▶ Request:
Copy every item below word for word, leaving out the pictures.

* * *

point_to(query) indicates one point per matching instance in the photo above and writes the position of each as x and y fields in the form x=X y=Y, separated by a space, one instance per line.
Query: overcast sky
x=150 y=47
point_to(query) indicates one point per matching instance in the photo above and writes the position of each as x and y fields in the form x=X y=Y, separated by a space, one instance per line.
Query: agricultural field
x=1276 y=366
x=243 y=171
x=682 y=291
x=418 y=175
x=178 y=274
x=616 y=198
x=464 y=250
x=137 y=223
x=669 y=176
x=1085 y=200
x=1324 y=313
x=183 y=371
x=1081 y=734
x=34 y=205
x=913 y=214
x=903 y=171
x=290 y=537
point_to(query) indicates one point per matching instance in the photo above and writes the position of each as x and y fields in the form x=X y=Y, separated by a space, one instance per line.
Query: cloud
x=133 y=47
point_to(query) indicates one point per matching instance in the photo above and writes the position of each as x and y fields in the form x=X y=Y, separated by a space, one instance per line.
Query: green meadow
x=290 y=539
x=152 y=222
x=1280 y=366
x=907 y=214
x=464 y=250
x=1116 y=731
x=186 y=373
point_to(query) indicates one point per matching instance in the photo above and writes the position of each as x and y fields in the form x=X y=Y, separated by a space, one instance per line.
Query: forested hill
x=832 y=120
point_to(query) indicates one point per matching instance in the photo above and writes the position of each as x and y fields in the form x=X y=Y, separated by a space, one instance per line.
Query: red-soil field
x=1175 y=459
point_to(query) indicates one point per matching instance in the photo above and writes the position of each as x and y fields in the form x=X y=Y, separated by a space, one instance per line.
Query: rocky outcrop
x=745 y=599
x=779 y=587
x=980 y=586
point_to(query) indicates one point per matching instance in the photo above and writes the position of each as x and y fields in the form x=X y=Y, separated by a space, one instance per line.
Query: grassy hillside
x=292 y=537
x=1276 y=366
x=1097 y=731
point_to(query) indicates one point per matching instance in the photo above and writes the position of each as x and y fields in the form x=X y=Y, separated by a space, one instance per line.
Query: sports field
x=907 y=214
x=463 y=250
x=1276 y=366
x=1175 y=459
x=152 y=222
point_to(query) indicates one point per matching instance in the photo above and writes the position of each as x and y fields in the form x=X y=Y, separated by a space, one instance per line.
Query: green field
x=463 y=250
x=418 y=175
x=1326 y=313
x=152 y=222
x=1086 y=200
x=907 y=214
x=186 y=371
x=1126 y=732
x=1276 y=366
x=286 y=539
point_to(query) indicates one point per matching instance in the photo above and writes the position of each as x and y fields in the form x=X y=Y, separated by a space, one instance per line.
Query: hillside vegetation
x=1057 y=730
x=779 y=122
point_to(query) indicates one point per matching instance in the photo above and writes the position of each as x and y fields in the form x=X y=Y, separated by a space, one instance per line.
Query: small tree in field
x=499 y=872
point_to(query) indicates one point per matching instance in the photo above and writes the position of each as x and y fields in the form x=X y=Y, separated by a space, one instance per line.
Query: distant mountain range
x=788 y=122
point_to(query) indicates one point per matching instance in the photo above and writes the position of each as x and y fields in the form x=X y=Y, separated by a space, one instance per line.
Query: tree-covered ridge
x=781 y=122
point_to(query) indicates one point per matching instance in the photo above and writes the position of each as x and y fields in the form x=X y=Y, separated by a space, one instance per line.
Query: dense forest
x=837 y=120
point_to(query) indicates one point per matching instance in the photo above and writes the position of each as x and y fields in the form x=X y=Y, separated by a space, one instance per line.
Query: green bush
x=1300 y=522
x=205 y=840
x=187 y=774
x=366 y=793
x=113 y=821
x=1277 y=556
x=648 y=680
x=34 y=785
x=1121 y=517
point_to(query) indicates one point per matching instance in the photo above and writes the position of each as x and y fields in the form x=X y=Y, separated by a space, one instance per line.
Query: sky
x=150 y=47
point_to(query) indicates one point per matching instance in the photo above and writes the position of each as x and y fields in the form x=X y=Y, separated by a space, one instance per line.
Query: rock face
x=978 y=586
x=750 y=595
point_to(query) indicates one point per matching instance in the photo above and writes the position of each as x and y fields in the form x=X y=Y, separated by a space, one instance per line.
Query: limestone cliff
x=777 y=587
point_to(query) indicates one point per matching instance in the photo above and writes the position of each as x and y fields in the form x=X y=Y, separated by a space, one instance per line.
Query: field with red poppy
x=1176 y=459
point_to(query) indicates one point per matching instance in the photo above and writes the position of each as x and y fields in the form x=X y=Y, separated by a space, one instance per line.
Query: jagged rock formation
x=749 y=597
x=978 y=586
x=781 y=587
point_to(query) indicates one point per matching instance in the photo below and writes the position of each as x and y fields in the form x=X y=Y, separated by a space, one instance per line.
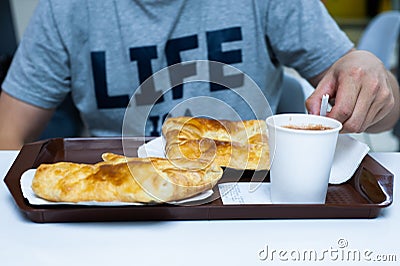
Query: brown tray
x=363 y=196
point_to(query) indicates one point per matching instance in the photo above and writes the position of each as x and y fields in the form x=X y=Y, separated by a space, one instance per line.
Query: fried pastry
x=118 y=178
x=233 y=144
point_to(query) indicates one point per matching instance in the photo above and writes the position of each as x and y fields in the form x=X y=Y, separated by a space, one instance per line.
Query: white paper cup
x=301 y=159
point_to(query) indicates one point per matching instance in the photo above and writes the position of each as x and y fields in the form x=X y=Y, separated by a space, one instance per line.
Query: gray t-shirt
x=102 y=50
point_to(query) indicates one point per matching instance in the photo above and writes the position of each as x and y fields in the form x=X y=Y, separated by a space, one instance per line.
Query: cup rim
x=271 y=118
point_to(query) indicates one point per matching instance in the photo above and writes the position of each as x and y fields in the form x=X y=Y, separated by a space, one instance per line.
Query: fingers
x=326 y=86
x=362 y=96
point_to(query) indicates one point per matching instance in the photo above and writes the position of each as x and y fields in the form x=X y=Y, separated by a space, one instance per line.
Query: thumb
x=313 y=102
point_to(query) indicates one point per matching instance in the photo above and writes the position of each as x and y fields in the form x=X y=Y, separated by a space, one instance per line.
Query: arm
x=20 y=122
x=366 y=95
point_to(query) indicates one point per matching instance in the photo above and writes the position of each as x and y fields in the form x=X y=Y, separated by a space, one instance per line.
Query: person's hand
x=362 y=92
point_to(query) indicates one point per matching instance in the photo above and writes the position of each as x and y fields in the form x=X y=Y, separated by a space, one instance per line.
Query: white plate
x=26 y=182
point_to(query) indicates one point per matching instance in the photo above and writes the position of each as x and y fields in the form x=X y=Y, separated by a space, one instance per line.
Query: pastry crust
x=233 y=144
x=118 y=178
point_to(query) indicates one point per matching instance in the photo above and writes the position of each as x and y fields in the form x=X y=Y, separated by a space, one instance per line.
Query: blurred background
x=354 y=17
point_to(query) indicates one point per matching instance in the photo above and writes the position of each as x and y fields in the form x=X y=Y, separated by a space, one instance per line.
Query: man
x=101 y=51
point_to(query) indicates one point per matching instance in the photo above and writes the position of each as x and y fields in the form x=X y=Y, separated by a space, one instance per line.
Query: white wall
x=22 y=11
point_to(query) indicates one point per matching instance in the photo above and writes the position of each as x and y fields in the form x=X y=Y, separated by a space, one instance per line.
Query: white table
x=23 y=242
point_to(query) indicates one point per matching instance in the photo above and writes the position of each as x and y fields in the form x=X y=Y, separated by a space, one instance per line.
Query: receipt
x=243 y=193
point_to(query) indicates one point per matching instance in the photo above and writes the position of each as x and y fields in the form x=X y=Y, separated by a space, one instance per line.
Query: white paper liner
x=241 y=193
x=27 y=192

* * *

▶ Result of this task:
point_to(query) indicates one point per matching instance in the photo above and writes the position of each as x and y fields in the form x=X y=Y, separated by a space, one instance per line.
Query: overcast sky
x=150 y=47
point_to(query) indicates one point per matching instance in the photo above and writes the position of each as x and y fields in the form x=X y=Y, separated by a space, one instance per line.
Query: agricultural field
x=1276 y=366
x=243 y=171
x=682 y=291
x=418 y=175
x=178 y=274
x=616 y=198
x=464 y=250
x=137 y=223
x=669 y=176
x=1085 y=200
x=1324 y=313
x=183 y=371
x=1081 y=734
x=34 y=205
x=913 y=214
x=903 y=171
x=290 y=537
point_to(query) indicates one point per matching instance in the photo above and writes the position of each as x and y fields in the form x=X y=Y, separated by a space, one instance per line.
Query: cloud
x=133 y=47
point_to(query) indicates one point per matching instance in the photo above and writes the position of each as x and y fields in the form x=X y=Y, separated by a space, one instance per line.
Query: green meadow
x=290 y=539
x=152 y=222
x=1280 y=366
x=907 y=214
x=464 y=250
x=1116 y=731
x=186 y=373
point_to(query) indicates one point per matching instance in the photo above and writes the position of each as x and y fields in the form x=X y=Y, separated by a space, one instance per line.
Query: forested hill
x=832 y=120
point_to(query) indicates one point per matching instance in the photo above and writes the position of each as x and y fields in the form x=X y=Y, separated by a space, one instance per line.
Query: red-soil field
x=1175 y=459
point_to(query) indicates one point per matching instance in the photo above and writes the position of each as x and y fields in the form x=X y=Y, separated by a space, one instance per line.
Query: rocky outcrop
x=745 y=599
x=779 y=587
x=980 y=586
point_to(query) indicates one point per matching instance in the photo above and writes the position of each as x and y fields in the form x=X y=Y, separated by a space, one instance per line.
Query: grassy hillside
x=292 y=537
x=1276 y=366
x=1097 y=731
point_to(query) indicates one point per matching instance in the photo above and writes the position of each as x and y fields in the form x=X y=Y, separated by a space, one instance per line.
Query: sports field
x=907 y=214
x=463 y=250
x=1276 y=366
x=1175 y=459
x=152 y=222
point_to(query) indicates one point per matching instance in the photo above and writes the position of each as x and y fields in the form x=X y=Y, separated by a space, one instance per line.
Query: green field
x=463 y=250
x=418 y=175
x=1326 y=313
x=152 y=222
x=1086 y=200
x=907 y=214
x=186 y=371
x=1126 y=732
x=1276 y=366
x=286 y=539
point_to(query) indicates one point per matching instance in the photo above and writes the position of each as x and y fields in the form x=X y=Y, separated by a space, one instance per line.
Query: hillside vegetation
x=1057 y=730
x=779 y=122
point_to(query) indicates one point per matching instance in the photo above and writes the position of each as x and y fields in the form x=X y=Y, separated by a space, one instance per line.
Query: small tree in field
x=499 y=872
point_to(query) indicates one point per matching instance in the photo above and writes the position of each as x and y fields in the form x=X y=Y, separated by a space, one instance per line.
Query: distant mountain range
x=788 y=122
point_to(query) indicates one point per matching instance in the photo above and writes the position of each as x and y fields in the form x=X y=Y, separated by a space, one instance per line.
Query: tree-covered ridge
x=781 y=122
point_to(query) indicates one point per matching instance in the photo above and writes the position of each as x and y fields in the form x=X y=Y, separated by a space, one instance per line.
Query: dense forest
x=837 y=120
point_to(query) indicates one point per matching instance in the photo above and writes the position of each as x and y fields in the form x=X y=Y, separated by a space, one instance per line.
Query: green bush
x=1300 y=522
x=205 y=840
x=187 y=774
x=366 y=793
x=113 y=821
x=1277 y=556
x=648 y=680
x=34 y=785
x=1121 y=517
point_to(query) indicates one point per matching instance in the photo above and writes the position of each as x and y fields in the form x=X y=Y, separated by a space, one instance per line.
Query: sky
x=150 y=47
point_to(query) indicates one point per matching instance in the photo above and writes the position of each as x and y fields in the form x=X y=Y, separated by a space, one instance per line.
Query: rock face
x=978 y=586
x=750 y=595
point_to(query) indicates one point per matching instance in the photo above and writes the position of each as x and y fields in the form x=X y=Y, separated by a space, one instance per line.
Query: limestone cliff
x=777 y=587
point_to(query) indicates one point per matching instance in the photo above and writes the position of each as x and y fields in the form x=X y=Y, separated by a space, one instance per line.
Query: field with red poppy
x=1176 y=459
point_to(query) indicates one point per matching instance in the photo above and writes the position of each as x and y fields in the form x=X y=Y, separated by a space, one instance per line.
Query: jagged rock formation
x=749 y=597
x=978 y=586
x=781 y=587
point_to(query) indicates one point per matching instance in the photo below and writes the position of each as x and y fields in the form x=X y=Y, separated by a space, one instance per line.
Query: brown tray
x=363 y=196
point_to(query) indicates one point per matching instance in the photo above and writes the position of each as x and y fields in the form x=X y=Y, separated by a space, one instance per line.
Query: fried pastry
x=118 y=178
x=233 y=144
point_to(query) indicates one point per matching instance in the photo above and writes the position of each as x and y fields in the form x=X y=Y, separated by a space, one instance per line.
Query: white paper cup
x=301 y=159
point_to(query) indicates one point per matching instance in the photo above and writes the position of each as x and y fields in the form x=X y=Y, separated by a space, one instance per line.
Query: gray t-shirt
x=102 y=50
point_to(query) indicates one point per matching instance in the photo above and writes the position of each as x and y fields in the form x=X y=Y, separated by a space, one instance per line.
Query: cup rim
x=271 y=118
point_to(query) indicates one point per matching instance in the photo above and writes the position of each as x and y fields in the form x=X y=Y, separated by a space, one instance per line.
Query: fingers
x=326 y=86
x=362 y=96
point_to(query) indicates one point per matching instance in the photo above and writes the position of each as x and y fields in the form x=X y=Y, separated by a space, one instance per line.
Query: thumb
x=313 y=102
point_to(query) indicates one point per matching instance in the photo above and writes the position of each as x and y fields in the form x=X y=Y, separated by a space, one instance per line.
Query: arm
x=20 y=122
x=366 y=95
point_to(query) indicates one point per matching instance in the photo above and writes the position of each as x and y fields in the form x=X y=Y, separated by a space, one instance per line.
Query: person's hand
x=362 y=92
point_to(query) indicates one point per matching instance in the photo above and writes the position of each as x and y fields in the form x=X y=Y, separated by a space, one instance per line.
Query: white plate
x=26 y=182
point_to(query) indicates one point per matching instance in the photo above and writes the position of each as x and y fields in the form x=X y=Y, separated by a space, one instance per line.
Query: pastry crust
x=233 y=144
x=118 y=178
point_to(query) indicates one point per matching instance in the photo above and writes the position of each as x and y fields in the form x=X y=Y, separated by a space, one instance per line.
Query: blurred background
x=354 y=17
point_to(query) indicates one point per matching instance in the photo above and writes the position of each as x and y fields in the form x=X y=Y, separated by a space, one instance per line.
Query: man
x=101 y=51
point_to(query) indicates one point per matching instance in the photo above and writes the position of each as x and y fields in the form x=X y=Y, separated by a space, one instance per line.
Query: white wall
x=22 y=11
point_to(query) indicates one point per matching instance in the photo above and writes the position of each as x and y fields in the form x=X y=Y, separated by a space, one instance per line.
Query: white table
x=23 y=242
point_to(query) indicates one point per matching instance in the photo above and writes the position of each as x and y fields in the form x=X y=Y, separated by a space, one instance per line.
Query: receipt
x=243 y=193
point_to(query) indicates one point per matching instance in the photo above and writes the position of each as x and y fields in the form x=X y=Y, separated by a space, one instance per line.
Query: white paper liner
x=241 y=193
x=27 y=192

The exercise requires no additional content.